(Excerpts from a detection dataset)
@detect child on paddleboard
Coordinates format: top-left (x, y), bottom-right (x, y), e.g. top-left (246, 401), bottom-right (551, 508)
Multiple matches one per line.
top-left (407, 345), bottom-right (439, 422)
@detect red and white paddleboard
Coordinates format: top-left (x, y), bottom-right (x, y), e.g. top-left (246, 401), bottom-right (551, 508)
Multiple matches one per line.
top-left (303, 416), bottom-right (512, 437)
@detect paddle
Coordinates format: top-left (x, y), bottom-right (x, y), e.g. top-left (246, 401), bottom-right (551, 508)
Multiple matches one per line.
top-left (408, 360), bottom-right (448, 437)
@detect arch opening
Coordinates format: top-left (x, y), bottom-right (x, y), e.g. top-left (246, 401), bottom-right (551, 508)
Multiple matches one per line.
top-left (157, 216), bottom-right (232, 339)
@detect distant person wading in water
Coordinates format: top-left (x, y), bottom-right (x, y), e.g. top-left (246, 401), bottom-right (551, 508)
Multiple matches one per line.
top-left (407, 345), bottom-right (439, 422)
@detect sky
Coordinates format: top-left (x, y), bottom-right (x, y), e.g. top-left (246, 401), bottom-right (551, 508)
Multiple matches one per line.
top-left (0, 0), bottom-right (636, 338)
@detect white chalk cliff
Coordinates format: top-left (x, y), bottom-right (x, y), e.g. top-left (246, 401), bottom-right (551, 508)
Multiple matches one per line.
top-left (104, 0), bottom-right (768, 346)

---

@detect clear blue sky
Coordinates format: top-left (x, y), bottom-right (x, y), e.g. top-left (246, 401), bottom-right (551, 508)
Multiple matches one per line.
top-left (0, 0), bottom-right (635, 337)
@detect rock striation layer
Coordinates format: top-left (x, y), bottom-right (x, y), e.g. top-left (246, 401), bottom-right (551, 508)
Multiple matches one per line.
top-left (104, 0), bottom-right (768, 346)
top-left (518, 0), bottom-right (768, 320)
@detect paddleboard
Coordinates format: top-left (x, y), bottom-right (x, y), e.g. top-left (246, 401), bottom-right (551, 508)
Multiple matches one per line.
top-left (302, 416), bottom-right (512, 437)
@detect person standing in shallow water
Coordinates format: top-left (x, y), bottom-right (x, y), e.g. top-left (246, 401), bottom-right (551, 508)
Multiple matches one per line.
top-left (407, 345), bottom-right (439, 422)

---

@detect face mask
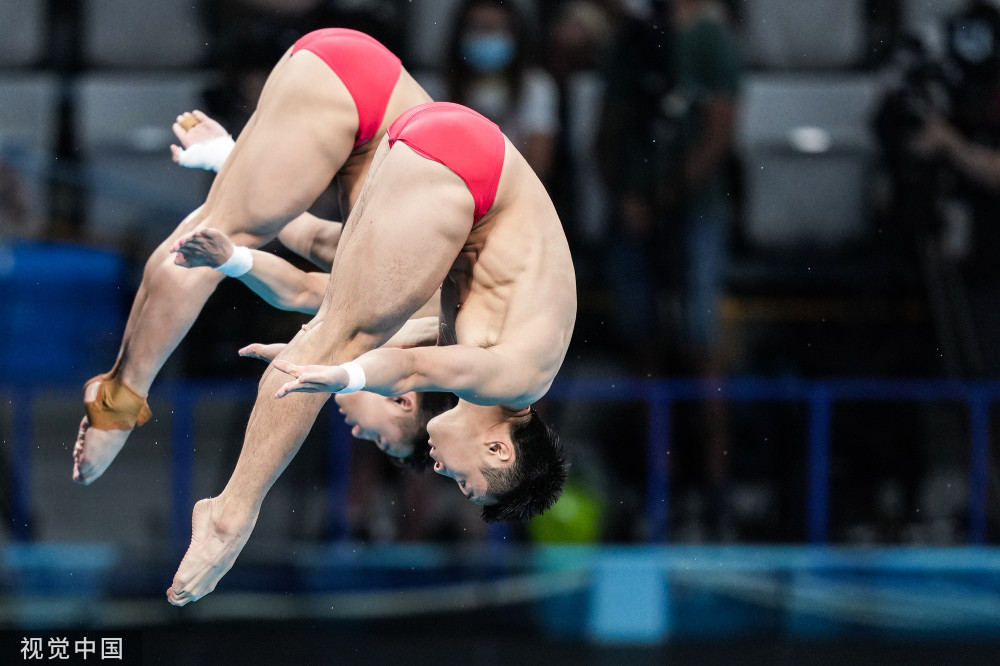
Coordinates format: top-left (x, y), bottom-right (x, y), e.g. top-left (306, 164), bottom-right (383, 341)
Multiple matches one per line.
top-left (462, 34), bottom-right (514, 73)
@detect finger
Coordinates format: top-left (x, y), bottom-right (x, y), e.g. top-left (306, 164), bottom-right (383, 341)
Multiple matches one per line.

What you have to do →
Write out the lines of the listing from the line that contains "child on paddleboard" through the line that contains "top-left (157, 216), bottom-right (232, 339)", keeping the request lines too. Add 120 to every coordinate in the answers, and leave the coordinates in the format samples as they are.

Worked solution →
@detect child on paddleboard
Coordinates format: top-left (x, y), bottom-right (x, y), e.g. top-left (246, 401), bottom-right (551, 508)
Multiple matches one per line.
top-left (527, 465), bottom-right (559, 542)
@detect red and white paddleboard
Coordinates format: top-left (x, y), bottom-right (x, y), e.g. top-left (246, 401), bottom-right (551, 508)
Multiple matches one per line.
top-left (423, 536), bottom-right (632, 557)
@detect paddle
Coordinates format: top-left (x, y), bottom-right (x, y), e.g. top-left (246, 401), bottom-right (551, 508)
Multiple matches one per line.
top-left (528, 480), bottom-right (568, 557)
@detect arch opening
Coordinates format: top-left (x, y), bottom-right (x, y), e.g. top-left (246, 401), bottom-right (551, 508)
Multiple matches one per line.
top-left (277, 336), bottom-right (352, 459)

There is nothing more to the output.